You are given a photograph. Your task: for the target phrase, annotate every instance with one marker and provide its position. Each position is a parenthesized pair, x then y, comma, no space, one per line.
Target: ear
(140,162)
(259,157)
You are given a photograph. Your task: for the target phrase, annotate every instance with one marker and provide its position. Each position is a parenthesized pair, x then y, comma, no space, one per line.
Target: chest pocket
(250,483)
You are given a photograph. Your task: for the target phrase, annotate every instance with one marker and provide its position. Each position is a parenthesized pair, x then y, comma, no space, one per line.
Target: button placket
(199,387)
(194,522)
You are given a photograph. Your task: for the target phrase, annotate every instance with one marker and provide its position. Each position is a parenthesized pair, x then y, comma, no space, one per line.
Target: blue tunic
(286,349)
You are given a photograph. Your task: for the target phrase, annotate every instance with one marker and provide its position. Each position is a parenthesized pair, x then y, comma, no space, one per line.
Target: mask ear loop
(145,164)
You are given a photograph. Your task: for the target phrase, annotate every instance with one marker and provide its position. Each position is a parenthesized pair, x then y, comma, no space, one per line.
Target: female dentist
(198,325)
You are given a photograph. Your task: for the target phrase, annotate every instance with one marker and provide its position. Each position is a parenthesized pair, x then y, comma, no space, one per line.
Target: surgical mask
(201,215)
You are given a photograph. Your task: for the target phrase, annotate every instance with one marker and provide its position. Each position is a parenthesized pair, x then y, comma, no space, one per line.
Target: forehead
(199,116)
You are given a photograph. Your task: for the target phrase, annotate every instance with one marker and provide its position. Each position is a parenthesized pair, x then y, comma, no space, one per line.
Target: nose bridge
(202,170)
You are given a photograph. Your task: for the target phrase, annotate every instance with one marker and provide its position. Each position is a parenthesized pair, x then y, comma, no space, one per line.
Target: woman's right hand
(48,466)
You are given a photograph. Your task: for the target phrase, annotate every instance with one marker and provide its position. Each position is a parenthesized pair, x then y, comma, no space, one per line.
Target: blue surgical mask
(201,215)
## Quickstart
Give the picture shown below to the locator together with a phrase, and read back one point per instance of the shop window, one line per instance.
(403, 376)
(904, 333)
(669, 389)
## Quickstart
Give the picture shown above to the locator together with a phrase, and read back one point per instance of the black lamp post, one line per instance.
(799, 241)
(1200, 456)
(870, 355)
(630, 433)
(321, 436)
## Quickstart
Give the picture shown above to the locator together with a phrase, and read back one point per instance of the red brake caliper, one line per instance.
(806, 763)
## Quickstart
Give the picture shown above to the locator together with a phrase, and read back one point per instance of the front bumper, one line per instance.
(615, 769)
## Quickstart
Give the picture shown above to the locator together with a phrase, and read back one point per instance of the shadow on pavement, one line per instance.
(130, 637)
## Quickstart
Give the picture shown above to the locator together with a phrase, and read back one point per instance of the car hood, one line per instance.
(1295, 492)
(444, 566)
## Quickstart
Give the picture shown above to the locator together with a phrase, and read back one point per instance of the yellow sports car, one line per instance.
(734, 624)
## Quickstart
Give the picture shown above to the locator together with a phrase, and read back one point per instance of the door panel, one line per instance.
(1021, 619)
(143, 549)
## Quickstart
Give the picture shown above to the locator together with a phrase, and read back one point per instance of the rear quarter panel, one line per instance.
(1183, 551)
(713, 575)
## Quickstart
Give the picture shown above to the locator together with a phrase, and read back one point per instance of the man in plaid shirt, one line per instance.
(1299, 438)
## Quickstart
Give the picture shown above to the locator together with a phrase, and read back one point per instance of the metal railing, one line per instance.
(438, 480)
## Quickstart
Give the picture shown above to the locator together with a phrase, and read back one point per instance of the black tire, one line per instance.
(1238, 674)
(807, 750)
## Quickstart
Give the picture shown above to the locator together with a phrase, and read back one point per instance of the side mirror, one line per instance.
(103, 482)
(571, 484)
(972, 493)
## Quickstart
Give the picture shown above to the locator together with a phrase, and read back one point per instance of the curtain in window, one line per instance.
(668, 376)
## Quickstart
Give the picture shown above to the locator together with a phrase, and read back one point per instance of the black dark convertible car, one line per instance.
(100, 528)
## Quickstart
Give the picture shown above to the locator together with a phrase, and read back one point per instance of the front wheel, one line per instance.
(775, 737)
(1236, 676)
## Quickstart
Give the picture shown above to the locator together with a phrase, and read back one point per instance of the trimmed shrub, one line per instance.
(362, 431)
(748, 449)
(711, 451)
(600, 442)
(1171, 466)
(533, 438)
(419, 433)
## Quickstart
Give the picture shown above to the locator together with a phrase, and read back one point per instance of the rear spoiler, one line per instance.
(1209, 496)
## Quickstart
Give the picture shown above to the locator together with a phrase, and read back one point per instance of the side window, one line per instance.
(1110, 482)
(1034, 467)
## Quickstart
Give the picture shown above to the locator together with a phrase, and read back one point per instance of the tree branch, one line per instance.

* * *

Write out each record exactly, without addition or omission.

You are given a photograph. Your task: for the target phrase, annotate every instance with one marker and provide its position. Each position is a parenthesized pair, x then y, comma, no space, one per line.
Target: ear
(140,162)
(259,157)
You are given a photograph. Your task: for the target phrase, annotate every instance with one marker and provide its position. Each position is a parenthesized pair, x then y, comma, no space, one per line.
Target: chest pocket
(250,483)
You are given a photograph. Your task: for the target phrase, annotate every instance with one marker and provide its position. Each position is a parenthesized pair, x then y, comma, no space, one per line.
Target: button placket
(199,387)
(194,522)
You are given a photograph. Your task: for the target phrase, annotate every instance with one marker and provide its position. Each position is a parenthesized pair, x then y, comma, no space, one per line.
Target: blue tunic
(286,349)
You are given a photograph. Your task: for the target phrase, annotate every instance with one marker and provide its position. Each position is a parenthesized pair, x then y, comma, no space, one per line.
Target: mask ear loop
(145,164)
You are given a photograph. Your task: for the target phrase, annotate every instance with one marker and provide its position. Each position is a parenthesized pair, x then y, comma, no space, one per line.
Target: female dentist
(198,325)
You are given a photograph. Your task: for the target phrase, annotate every instance with one marker and provide its position. Each position is a parenthesized pair, x then y, comma, no space, one per line.
Target: surgical mask
(201,215)
You are given a photograph. Your task: for the target phrase, annotate every instance with one marker and provide its position. Each position is a parenthesized pair, x then y, comma, no space, one per line.
Target: forehead
(199,116)
You are given a photograph. Your task: for the target phrase, annotate every instance with one marker and provide its position. Each position is a parenthesized pair, x then y, comma, no space, one per line.
Target: nose bridge
(202,170)
You are given a photograph. Your task: for the target phrase, annotate every instance with one marker and provide its position. Each position is a parenthesized pair, x then y, comma, no space, one per line.
Target: woman's right hand
(48,466)
You are given a photograph. Your task: for the target phrase, annotate every instance with one marker and provide its position. Each position is a parenthesized pair, x then y, comma, no space, one per line.
Target: blue surgical mask
(201,215)
## Quickstart
Give the picture shown below to the locator together with a phrase, and read back one point per instance of the shop window, one line per instance.
(403, 376)
(904, 333)
(669, 389)
## Quickstart
Give the picture shown above to the locator together with a phrase, and read back one point per instance of the black lamp post, one line per instance.
(799, 241)
(1200, 456)
(870, 355)
(630, 433)
(321, 436)
## Quickstart
Give the picture shown above to the locator together with a phrase, and read back one point per instance of the red brake caliper, one line per instance.
(806, 763)
## Quickstart
Give the picture shown above to the locator together with a phrase, and read back one point per instance of the front bumper, one line per instance.
(615, 769)
## Quickstart
Give the picture shown above to the locator together with a phrase, and read back one point per instance of the shadow on pavement, one line per instance.
(130, 637)
## Quickstart
Give the picture shown above to the locator together with a phrase, and read back one point per instance of the car hood, one line per instance.
(1295, 492)
(444, 566)
## Quickstart
Give the picture shown above to the locator together with a phrase, and read back one point per instance of the yellow sports car, one line per instance.
(734, 624)
## Quickstart
Give the picture shown above to the locator together with a phrase, and read back one point per instance of the door panel, one line per instance.
(1021, 619)
(143, 549)
## Quickstart
Give the picture shown above to the locator together with a phrase, and read back one point per instance of the rear quarter panel, one line per instance.
(1183, 551)
(713, 575)
## Quickstart
Give the picture shown above to the locator together with a phrase, and read back one point per instance of the man in plaid shirt, one line per instance.
(1299, 438)
## Quickstart
Give the picture shown above to the locator together with a phrase, and read back one point per instance of the metal railing, one line per instance.
(438, 480)
## Quickstart
Give the picture shown above to the locator together with a phrase, and read back one point per instance of the black tire, one line per instance.
(1238, 674)
(807, 750)
## Quickstart
Give the picture shown above to the locator together with a phrase, and read back one point per instance of the side mirror, one line per instance.
(103, 482)
(571, 484)
(972, 493)
## Quickstart
Give the picture shown above to the locator together with a phrase, and read back one point per instance of the curtain in window, one line per instance.
(668, 376)
## Quickstart
Give the picture shown above to the locator together with a phrase, and read back one point per instance of the black dark convertible car, one line per instance.
(100, 528)
## Quickstart
Give the picture shown above to the locator together with a phrase, and read back one point per instance of the front wheel, one line per instance.
(775, 737)
(1236, 676)
## Quickstart
Give the picture shown above to the locator together with a phrase, and read back one point per instance of the trimmed shrub, one line per instance.
(362, 431)
(748, 449)
(711, 451)
(600, 442)
(1171, 466)
(533, 438)
(419, 433)
## Quickstart
Give the picture shown above to the locator together with a phrase, and read back one point per instance of the rear spoiler, one line per instance.
(1209, 496)
## Quickstart
Give the picture shown above to the locator together with a phrase, and read back one point per instance of the side window, one line per instance.
(1110, 482)
(1034, 467)
## Quickstart
Give the picture shown above to the locator together with a phrase, and read back one point per instance of the tree branch, one line per instance.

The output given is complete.